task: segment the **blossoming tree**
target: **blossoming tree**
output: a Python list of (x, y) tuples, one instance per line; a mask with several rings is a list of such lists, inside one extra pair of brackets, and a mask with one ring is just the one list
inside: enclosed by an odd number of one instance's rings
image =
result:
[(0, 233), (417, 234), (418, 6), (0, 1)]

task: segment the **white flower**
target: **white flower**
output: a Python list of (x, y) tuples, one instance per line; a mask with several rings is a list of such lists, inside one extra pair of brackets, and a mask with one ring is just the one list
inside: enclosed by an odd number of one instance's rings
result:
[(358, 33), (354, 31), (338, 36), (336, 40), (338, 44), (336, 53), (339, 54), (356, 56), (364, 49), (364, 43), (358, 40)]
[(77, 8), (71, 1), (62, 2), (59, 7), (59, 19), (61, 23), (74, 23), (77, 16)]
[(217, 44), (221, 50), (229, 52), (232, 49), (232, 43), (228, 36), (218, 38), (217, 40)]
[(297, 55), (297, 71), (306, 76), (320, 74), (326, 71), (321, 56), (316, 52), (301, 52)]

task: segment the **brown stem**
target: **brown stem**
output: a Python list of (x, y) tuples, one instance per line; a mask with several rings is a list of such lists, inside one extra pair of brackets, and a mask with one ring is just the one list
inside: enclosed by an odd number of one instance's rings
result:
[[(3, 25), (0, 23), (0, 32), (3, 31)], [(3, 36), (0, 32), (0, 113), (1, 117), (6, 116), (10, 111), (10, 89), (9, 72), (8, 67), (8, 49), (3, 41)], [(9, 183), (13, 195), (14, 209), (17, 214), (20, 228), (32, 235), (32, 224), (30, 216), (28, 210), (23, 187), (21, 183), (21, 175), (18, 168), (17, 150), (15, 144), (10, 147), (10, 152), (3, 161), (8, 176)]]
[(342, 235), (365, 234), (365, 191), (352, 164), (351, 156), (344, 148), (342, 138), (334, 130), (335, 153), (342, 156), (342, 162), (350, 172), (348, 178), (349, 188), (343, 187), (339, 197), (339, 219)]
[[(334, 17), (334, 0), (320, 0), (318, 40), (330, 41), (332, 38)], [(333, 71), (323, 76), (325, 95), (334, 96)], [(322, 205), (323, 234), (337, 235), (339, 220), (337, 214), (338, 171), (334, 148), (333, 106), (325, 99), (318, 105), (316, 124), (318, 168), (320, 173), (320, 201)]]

(EXERCICE PROPOSÉ)
Recopiez à l'identique, s'il vous plaît, chacune des lignes de toutes les entrées ci-dessus.

(RÉPONSE ATTENDUE)
task: segment the **blossoming tree**
target: **blossoming tree**
output: a Python list of (x, y) tuples, one instance per line; a mask with several rings is a list of such lists, inside one extra pair of brackets, and a mask with one ring is just the one list
inside: enclosed by an odd number of one instance's rings
image =
result:
[(0, 233), (417, 234), (418, 6), (0, 1)]

task: segment the **white flower**
target: **white flower**
output: a Python list of (x, y) tuples, one instance per line; a mask with several rings is a list of such lists, inside one extra pair of brackets, and a mask with one ring is just the one list
inside: enclosed by an odd number of one instance's rings
result:
[(358, 33), (354, 31), (338, 36), (336, 40), (338, 44), (336, 53), (339, 54), (356, 56), (364, 49), (364, 43), (358, 40)]
[(77, 8), (71, 1), (62, 2), (59, 7), (59, 19), (61, 23), (74, 23), (77, 16)]
[(217, 44), (221, 50), (229, 52), (232, 49), (232, 43), (228, 36), (218, 38), (217, 40)]
[(297, 55), (297, 71), (306, 76), (320, 74), (326, 71), (321, 56), (316, 52), (301, 52)]

task: segment the **brown stem**
target: **brown stem**
output: a Python list of (x, y) tuples, one instance per line; a mask with several rings is a list of such lists, inside one extra pair of brackets, and a mask with one ring is just the one list
inside: enclosed by an odd number of one instance's rings
result:
[[(3, 25), (0, 23), (0, 32), (3, 31)], [(3, 36), (0, 32), (0, 113), (1, 117), (6, 116), (10, 111), (10, 89), (9, 72), (8, 67), (8, 49), (3, 41)], [(9, 183), (13, 195), (14, 209), (17, 214), (20, 228), (32, 235), (32, 224), (30, 216), (28, 210), (23, 187), (21, 183), (21, 175), (18, 168), (17, 150), (15, 144), (10, 147), (10, 152), (3, 161), (8, 176)]]
[(342, 235), (365, 234), (365, 191), (352, 164), (351, 156), (344, 148), (342, 138), (334, 130), (335, 153), (342, 156), (342, 162), (350, 172), (348, 178), (349, 188), (343, 187), (339, 197), (339, 219)]
[[(334, 17), (334, 0), (320, 0), (318, 40), (330, 41), (332, 38)], [(333, 71), (323, 76), (325, 95), (334, 96)], [(322, 205), (323, 234), (337, 235), (339, 220), (337, 214), (338, 171), (334, 148), (333, 106), (325, 99), (318, 105), (316, 124), (318, 168), (320, 173), (320, 201)]]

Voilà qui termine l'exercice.